What you need to do. Present the records as a Markdown table with the columns No. and Text, giving each line its own numbered row and omitting blank lines. Leave the pictures out of the answer.

Dataset excerpt

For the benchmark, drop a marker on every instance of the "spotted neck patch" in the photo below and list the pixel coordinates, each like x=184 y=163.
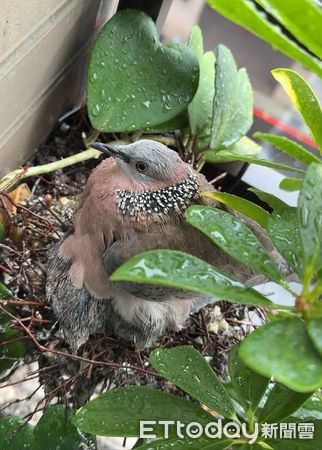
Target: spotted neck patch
x=161 y=201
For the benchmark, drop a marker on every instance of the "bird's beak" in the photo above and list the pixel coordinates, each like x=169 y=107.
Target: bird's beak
x=116 y=151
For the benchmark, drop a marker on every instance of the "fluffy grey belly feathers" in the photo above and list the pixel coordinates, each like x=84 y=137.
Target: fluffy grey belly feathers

Task response.
| No. | Text |
|---|---|
| 1 | For the benchmark, drop a marker on every instance of the "spotted neck patch" in the photo below and list the pixel coordinates, each like x=184 y=163. |
| 2 | Target: spotted neck patch |
| 3 | x=161 y=201 |
| 4 | For the benchmark, drop a marker on every instance of the "bird's beak" in the photo above and list the pixel coordinates, each like x=169 y=107. |
| 5 | Target: bird's beak |
| 6 | x=116 y=151 |
| 7 | For the benchmark, drop a marker on every instance of the "fluffy grey belly feathers" in the photo above and list the pixel coordinates, each like x=84 y=137. |
| 8 | Target: fluffy grey belly feathers |